• Request:
Put every line of the records below into a numbered list, leaving out any blank lines.

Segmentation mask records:
┌──
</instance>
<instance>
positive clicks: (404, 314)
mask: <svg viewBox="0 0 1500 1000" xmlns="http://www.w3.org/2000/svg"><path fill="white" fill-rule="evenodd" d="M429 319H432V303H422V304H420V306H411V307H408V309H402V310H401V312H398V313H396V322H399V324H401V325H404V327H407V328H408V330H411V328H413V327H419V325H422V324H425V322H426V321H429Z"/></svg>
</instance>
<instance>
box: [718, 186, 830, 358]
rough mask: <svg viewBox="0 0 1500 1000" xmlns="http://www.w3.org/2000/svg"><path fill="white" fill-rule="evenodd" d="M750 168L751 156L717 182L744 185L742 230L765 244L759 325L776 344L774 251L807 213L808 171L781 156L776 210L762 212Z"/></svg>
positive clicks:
└──
• Completed task:
1. </instance>
2. <instance>
3. positive clicks: (404, 314)
4. mask: <svg viewBox="0 0 1500 1000" xmlns="http://www.w3.org/2000/svg"><path fill="white" fill-rule="evenodd" d="M429 319H432V303H422V304H420V306H411V307H408V309H402V310H401V312H398V313H396V322H399V324H401V325H404V327H407V328H408V330H411V328H413V327H419V325H422V324H425V322H426V321H429Z"/></svg>
5. </instance>
6. <instance>
7. box: [718, 186, 830, 358]
8. rough mask: <svg viewBox="0 0 1500 1000" xmlns="http://www.w3.org/2000/svg"><path fill="white" fill-rule="evenodd" d="M750 168L751 156L717 182L744 185L742 230L765 244L759 325L776 344L774 251L807 213L808 171L781 156L776 210L762 212Z"/></svg>
9. positive clicks:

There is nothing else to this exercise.